### [REQUIREMENT]
Pictures do not belong in the copy; restate the records below word for word.

### [RECORD SET]
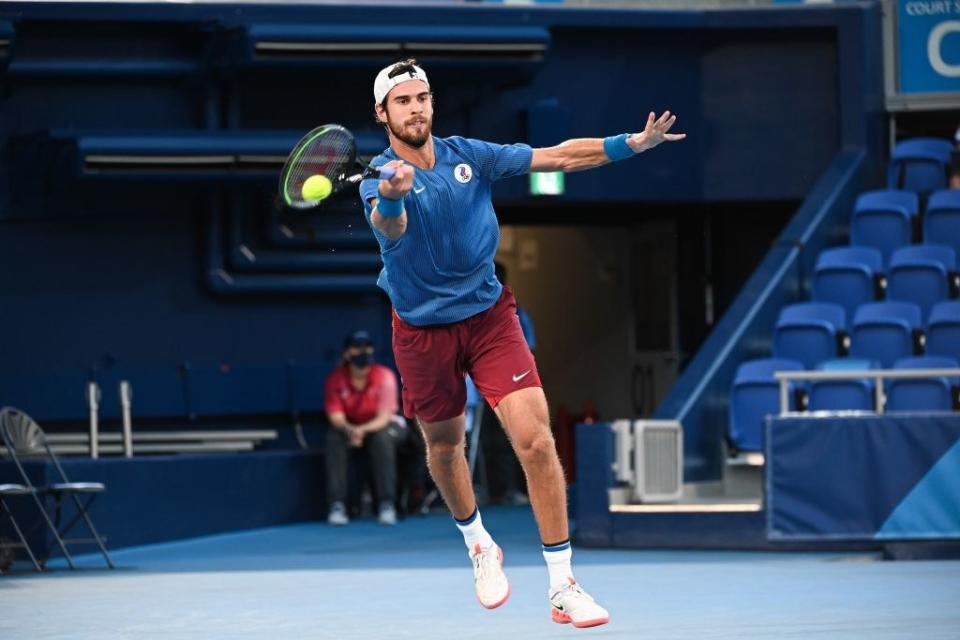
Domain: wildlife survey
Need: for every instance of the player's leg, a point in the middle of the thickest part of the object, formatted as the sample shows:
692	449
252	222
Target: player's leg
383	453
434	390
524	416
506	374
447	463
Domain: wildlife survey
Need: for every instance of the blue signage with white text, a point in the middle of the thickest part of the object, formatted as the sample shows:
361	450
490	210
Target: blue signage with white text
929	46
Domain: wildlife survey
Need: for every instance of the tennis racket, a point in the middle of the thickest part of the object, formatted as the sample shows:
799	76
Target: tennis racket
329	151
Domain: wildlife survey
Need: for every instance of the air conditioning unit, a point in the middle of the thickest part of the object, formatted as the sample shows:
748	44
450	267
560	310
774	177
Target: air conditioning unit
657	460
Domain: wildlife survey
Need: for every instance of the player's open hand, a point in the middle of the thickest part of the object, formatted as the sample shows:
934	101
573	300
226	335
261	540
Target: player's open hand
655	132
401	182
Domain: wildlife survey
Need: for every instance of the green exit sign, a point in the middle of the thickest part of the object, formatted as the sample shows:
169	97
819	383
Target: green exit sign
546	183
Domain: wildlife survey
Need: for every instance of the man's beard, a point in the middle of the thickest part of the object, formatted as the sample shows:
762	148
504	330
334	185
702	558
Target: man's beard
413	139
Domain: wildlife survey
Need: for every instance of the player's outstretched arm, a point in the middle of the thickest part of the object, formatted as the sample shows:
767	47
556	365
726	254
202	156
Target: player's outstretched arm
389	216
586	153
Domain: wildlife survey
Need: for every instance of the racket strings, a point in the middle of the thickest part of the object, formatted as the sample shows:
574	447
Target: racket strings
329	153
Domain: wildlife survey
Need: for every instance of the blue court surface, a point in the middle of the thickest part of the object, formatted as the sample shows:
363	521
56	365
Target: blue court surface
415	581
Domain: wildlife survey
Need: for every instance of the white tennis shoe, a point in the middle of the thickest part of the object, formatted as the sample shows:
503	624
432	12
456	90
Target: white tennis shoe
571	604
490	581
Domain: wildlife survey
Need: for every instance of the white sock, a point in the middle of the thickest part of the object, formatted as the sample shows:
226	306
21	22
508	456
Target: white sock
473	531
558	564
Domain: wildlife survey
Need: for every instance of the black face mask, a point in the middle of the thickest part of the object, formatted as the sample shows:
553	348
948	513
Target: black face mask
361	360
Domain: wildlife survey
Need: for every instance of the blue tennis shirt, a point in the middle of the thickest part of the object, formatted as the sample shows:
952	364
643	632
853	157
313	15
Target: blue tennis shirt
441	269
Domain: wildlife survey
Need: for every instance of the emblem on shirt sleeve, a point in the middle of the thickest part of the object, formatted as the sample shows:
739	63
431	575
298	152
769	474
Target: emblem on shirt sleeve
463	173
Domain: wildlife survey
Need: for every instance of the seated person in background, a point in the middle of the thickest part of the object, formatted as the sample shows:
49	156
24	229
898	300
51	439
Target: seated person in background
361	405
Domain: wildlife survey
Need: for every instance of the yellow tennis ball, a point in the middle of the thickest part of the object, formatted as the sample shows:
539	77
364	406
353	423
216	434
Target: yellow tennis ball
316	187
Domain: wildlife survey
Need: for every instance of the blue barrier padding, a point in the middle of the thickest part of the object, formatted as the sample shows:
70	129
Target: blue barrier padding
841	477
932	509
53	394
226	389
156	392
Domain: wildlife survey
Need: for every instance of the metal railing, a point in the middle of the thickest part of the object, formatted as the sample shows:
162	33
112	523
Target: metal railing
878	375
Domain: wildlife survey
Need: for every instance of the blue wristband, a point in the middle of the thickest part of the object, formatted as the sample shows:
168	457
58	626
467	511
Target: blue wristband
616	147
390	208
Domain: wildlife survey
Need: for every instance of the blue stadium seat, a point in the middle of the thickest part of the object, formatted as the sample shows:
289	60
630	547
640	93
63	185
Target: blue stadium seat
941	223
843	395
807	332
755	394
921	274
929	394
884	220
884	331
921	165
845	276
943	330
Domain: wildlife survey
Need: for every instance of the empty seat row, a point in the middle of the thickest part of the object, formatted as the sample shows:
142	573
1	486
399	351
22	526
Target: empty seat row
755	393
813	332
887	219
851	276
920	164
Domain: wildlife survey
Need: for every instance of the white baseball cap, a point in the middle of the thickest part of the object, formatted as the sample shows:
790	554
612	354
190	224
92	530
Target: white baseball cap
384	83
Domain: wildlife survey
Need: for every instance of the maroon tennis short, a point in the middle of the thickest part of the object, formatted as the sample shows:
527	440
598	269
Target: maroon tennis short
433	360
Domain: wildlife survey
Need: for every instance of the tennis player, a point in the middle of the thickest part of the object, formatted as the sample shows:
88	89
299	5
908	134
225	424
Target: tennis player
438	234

### [EXERCISE RESPONSE]
Domain: wildlife survey
Need: for every instance of the player's leg, a point in the middle of the thickest part of the object, formatted as the sample shows:
692	449
252	222
Target: player's leg
383	453
434	390
524	416
506	374
447	463
Domain: wildlife survey
Need: for every instance of the blue signage with white text, a point in the middle of the thickest part of the object, formatted as the sample shows:
361	450
490	210
Target: blue signage with white text
929	46
Domain: wildlife survey
Need: for every instance of the tennis racket, a point in the middle of the thickest part of the object, formatted as the sample shows:
799	76
Target: tennis racket
329	151
Domain: wildlife survey
Need: for every instance of the air conditioning unit, a point in the middle of the thickest part of the object, formatted as the sample shows:
748	44
450	267
560	310
774	177
Target: air conditioning unit
657	460
Domain: wildlife survey
Need: for every instance of the player's open hand, a point in the middle of the thickest part of the object, formatted as the sample shows:
934	101
573	300
226	335
261	540
Target: player's open hand
655	132
401	182
Domain: wildlife survey
Need: for every instance of the green exit sign, a point in the middle of the thickest part of the object, formatted as the sample shows:
169	97
819	383
Target: green exit sign
546	183
Domain: wildlife survey
Need: for every instance of the man's beard, a point in the middle of the thickest part of the object, formatted as the sample shows:
762	148
504	330
334	185
702	558
Target: man's beard
413	139
Domain: wildlife survey
Need: for every instance of the player's outstretched arm, a point in the middle of the thickest part of the object, formatted as the sample shows:
767	47
556	365
726	254
202	156
Target: player's outstretched arm
389	216
586	153
Domain: wildlife survey
Need: for every instance of the racket strings, a point in the middle of the thickest part of the object, formatted as the sample shows:
574	447
Target: racket strings
329	153
Domain: wildlife survey
Need: for every instance of the blue court surface, a point in the middle of the thickest part of the object, formatted as the sample shows:
363	521
56	365
Target: blue court surface
415	581
Domain: wildlife survey
Need: for every instance of the white tennis shoe, a point in the middle of the thickest part of the object, formatted as the sample shows:
503	624
432	12
456	90
Target: white tennis shoe
571	604
490	581
Domain: wildlife survey
Need: for every instance of the white sock, a point in the middle of the thickest part of the object, formatted as the sample shows:
226	306
21	22
508	456
Target: white sock
473	531
558	564
Domain: wildlife survey
Need: for every instance of the black face mask, a point in the middle of the thickest part of the object, formatted as the sample shows:
553	348
948	513
Target: black face mask
361	360
Domain: wildlife survey
Need: for every instance of the blue tennis shirt, a point in the middle of the thickest part of the object, formatted as the sample shows:
952	364
643	632
853	157
313	15
Target: blue tennis shirt
441	269
Domain: wildlife survey
Need: for every instance of the emblem on shirt sleeve, a point in the middle of the thickest part of the object, formatted as the sample shows:
739	63
431	575
298	152
769	474
Target: emblem on shirt sleeve
463	173
Domain: wildlife survey
Need: for every instance of the seated person in background, a point in the middle of the thickest part of the object, formatted as the sample shows:
49	156
24	229
898	300
51	439
Target: seated person in background
361	405
Domain: wildlife survey
Need: for every instance of the yellow tennis ball, a point in the middle of the thickest part of the object, formatted as the sample shows:
539	77
364	406
353	423
216	434
Target: yellow tennis ball
316	187
Domain: wildlife survey
Need: for every instance of the blue barrier padding, a point in the middle of the thickest part of the object, formatted as the sample shows:
70	129
Target: blue barrier padding
841	477
932	509
53	394
226	389
156	392
Domain: wildlife survey
Need: for every instance of the metal railing, a point in the middle of the thickest part of the object, formatted as the sample shows:
162	33
112	523
Target: metal railing
878	375
Domain: wildlife survey
Need: for every instance of the blue wristband, a point in the middle of the thickest part of the object, formatted as the sample shows:
168	457
58	626
467	511
Target: blue wristband
616	147
390	208
Domain: wildlife survey
Need: for every instance of the blue stadium seat, a point in the middle of the thickest part of the object, formatted as the sample shows:
289	60
630	547
640	93
63	185
Target: blue stadium seat
941	223
843	395
807	332
755	394
921	274
929	394
884	220
884	331
921	165
845	276
943	330
Domain: wildlife survey
Need: for every instance of the empty seat row, a point in the middle of the thickest part of the object, formatted as the sample shows:
142	573
1	486
399	351
22	526
Target: empty seat row
755	393
813	332
887	219
851	276
920	164
Domain: wildlife survey
Need: for every instance of the white baseball cap, a point in the middle of the thickest part of the object, formatted as the sample shows:
790	554
612	354
190	224
92	530
Target: white baseball cap
384	83
Domain: wildlife survey
Need: for every instance of the maroon tennis short, a point in the middle of the thickest part of the object, formatted as the sample shows:
527	440
598	269
Target: maroon tennis short
433	360
Domain: wildlife survey
Need: for every instance of the tennis player, a point in the middle of the thickest part of the object, formatted as the sample shows:
88	89
299	5
908	134
225	424
Target: tennis player
438	234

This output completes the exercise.